I Hate Makefiles (and other short stories)
January 12, 2008

I Hate Makfiles.... due to long boring bad history (from 1995) supporting a giant nested 18-layer-deep rats' nest; where a simple 'make' that does nothing took 3 minutes so that the minimum edit/compile/build/debug cycle starts with a 3-minute delay - and the mess is so incomprehensible that it takes a full-time engineer to make any changes.  This on a 750KLOC project with maybe ~400 files.  I figure checking time stamps on 800 files (400 .c and 400 more .o) should take maybe a second on cold caches, and should be not much harder to read as a list of 400 lines of files.  I finally got fed-up with the mess and wrote my own flavor of make.

This 'make replacement' was a great success (from my point of view) - it was instantly quick to do an empty make, it was all in 1 file (and that file was some boiler-plate then a simple list of dependencies), it supported parallel builds (without interleaving output from the different build steps), it was cross-platform, it built cross-platform, it sang, it danced and it fit on the head of a pin. To be fair, it was well received by the project community (and especially the engineer tasked with maintaining the old stuff in his spare time) and eventually everybody moved over to the new setup.  So when high-scale-lib needed a build system I decided to ignore Ant and all other project-build systems and repeat this success in Java (yes I'm being tongue-in-cheek here with some NIH thrown in).

Here's what I did...

  • It's All One File - no hiding tedious-but-required details in files buried deep in obtuse include-file paths.  Called build.java here
  • It's A Common Programming Language - (was C, this time Java); no exciting new syntax to learn (e.g., all whitespace is ok, except for tabs which are very special - OR - piles-o-XML-brackets harkening (or is it horkening?) back to the LISP days).  The project builder itself thus comes with a complete set of debugging & performance tools.  If I need a special kind of build-step, I can hack it in.  Example: some silly tool I'm using doesn't properly set the OS status, so I have to 'grep' the output for 'error' to tell if the build-step failed
  • It's In the Obvious Place (root of the project)
  • It Stands Alone (except for a handful of well chosen tools: was 'cc', this time a JDK).  Things like 'rm', 'touch', 'cp', 'cmp', 'grep', etc are all built-in and need no to configuration
  • Up-to-date is Based on File Timestamps - and nothing else.  I can tell the project is good with nothing more than my eyeball and 'ls'.  Sometimes this invariant is annoying and may cause some small dummy files to be needed... but it's worth it in the long run because the definition of 'up-to-date' is easily understood by all
  • Dependencies Are Obvious - They are written as a data-structure.  I'm trading off some verbosity for explicit clarity here.  Searching in an editor is instantly quick (no pain for lines of nearly-replicated stuff), so finding things is fast and it's always immediately clear what they mean.  Here's the definition of a Java source file org.cliffc.high-scale-lib. NonBlockingHashMap.java and the build-step to produce the class file:

  static final Q _nbhm_j   = new Q (HSL+"/NonBlockingHashMap.java");
  static final Q _nbhm_cls = new QS(HSL+"/NonBlockingHashMap.class", javac, _nbhm_j );

The dependencies have some boilerplate (e.g. "static final Q"), but it's all obvious stuff including the boilerplate.  No new syntax.  Full editor support for writing dependencies, etc.

Records:
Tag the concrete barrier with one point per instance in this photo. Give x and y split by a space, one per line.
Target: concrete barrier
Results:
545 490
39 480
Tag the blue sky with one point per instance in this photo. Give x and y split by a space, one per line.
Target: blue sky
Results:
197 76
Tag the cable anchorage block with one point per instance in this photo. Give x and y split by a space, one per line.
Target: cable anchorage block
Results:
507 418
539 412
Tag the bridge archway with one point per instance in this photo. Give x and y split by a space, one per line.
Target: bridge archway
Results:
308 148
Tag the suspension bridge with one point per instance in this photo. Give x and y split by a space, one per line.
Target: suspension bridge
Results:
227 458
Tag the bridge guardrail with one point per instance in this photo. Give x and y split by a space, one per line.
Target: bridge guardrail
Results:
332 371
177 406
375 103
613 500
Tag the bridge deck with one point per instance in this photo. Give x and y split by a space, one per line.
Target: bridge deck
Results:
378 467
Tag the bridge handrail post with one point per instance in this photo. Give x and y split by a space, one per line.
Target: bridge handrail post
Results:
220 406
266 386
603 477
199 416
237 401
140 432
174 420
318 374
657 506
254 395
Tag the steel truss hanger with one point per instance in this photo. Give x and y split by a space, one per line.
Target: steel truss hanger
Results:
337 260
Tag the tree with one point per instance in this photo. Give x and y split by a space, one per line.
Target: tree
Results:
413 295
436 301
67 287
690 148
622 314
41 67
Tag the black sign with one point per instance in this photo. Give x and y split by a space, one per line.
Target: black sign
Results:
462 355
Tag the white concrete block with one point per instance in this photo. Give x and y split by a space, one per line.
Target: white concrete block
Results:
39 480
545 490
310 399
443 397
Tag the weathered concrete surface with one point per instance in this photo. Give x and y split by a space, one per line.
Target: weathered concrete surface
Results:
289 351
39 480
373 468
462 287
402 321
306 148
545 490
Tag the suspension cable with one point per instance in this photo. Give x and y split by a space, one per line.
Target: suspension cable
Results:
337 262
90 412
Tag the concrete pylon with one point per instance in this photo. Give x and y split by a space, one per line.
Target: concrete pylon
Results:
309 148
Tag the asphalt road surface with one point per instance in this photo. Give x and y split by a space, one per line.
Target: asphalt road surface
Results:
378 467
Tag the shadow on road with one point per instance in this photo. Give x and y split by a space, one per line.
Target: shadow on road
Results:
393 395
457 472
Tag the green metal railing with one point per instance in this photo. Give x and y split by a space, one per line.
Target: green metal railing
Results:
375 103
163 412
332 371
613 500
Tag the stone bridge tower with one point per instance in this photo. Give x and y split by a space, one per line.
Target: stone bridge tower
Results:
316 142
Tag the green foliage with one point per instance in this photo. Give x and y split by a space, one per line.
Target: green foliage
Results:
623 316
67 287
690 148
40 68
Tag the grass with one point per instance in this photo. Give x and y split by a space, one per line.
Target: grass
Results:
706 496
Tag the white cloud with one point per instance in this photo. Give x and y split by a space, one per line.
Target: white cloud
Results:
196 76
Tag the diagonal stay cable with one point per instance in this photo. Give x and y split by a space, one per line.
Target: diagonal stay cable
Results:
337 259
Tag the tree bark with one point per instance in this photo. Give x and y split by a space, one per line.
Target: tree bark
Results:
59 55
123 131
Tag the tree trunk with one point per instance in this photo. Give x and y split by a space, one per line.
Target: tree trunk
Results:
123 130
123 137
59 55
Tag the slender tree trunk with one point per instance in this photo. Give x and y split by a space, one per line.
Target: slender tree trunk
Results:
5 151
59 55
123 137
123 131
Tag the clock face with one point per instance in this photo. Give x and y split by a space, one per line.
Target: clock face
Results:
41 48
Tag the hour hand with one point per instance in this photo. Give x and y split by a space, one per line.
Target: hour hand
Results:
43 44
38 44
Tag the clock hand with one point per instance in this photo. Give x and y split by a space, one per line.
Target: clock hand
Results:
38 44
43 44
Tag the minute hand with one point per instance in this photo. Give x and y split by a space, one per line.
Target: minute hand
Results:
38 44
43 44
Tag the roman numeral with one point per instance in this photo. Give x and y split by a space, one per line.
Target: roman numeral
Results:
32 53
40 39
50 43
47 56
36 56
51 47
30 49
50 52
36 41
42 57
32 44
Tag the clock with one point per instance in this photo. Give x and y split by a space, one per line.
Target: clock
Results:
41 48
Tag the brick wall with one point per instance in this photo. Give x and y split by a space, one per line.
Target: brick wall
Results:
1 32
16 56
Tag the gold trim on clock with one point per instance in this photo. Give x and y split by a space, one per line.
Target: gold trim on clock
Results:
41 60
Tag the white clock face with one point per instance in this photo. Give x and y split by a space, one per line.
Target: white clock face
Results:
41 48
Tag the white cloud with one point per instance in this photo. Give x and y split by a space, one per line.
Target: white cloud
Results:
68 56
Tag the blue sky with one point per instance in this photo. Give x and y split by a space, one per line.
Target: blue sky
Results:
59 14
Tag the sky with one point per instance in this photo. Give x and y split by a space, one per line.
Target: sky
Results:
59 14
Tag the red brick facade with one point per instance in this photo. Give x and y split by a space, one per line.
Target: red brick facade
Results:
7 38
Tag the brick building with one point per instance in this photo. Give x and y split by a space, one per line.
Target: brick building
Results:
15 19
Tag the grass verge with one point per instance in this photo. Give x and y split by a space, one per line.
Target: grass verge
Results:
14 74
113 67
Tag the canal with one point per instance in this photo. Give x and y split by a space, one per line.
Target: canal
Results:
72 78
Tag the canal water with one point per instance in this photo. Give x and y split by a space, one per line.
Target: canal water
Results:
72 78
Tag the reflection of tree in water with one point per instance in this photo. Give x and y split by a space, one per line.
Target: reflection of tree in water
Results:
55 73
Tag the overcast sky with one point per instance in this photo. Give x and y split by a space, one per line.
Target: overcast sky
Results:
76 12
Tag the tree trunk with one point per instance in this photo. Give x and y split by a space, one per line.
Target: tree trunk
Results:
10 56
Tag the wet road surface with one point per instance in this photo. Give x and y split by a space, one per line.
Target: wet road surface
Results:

Problem description: According to the post about replacing Makefiles, how long did a 'make' that did nothing take on the old project?

Solution to this task: Three minutes.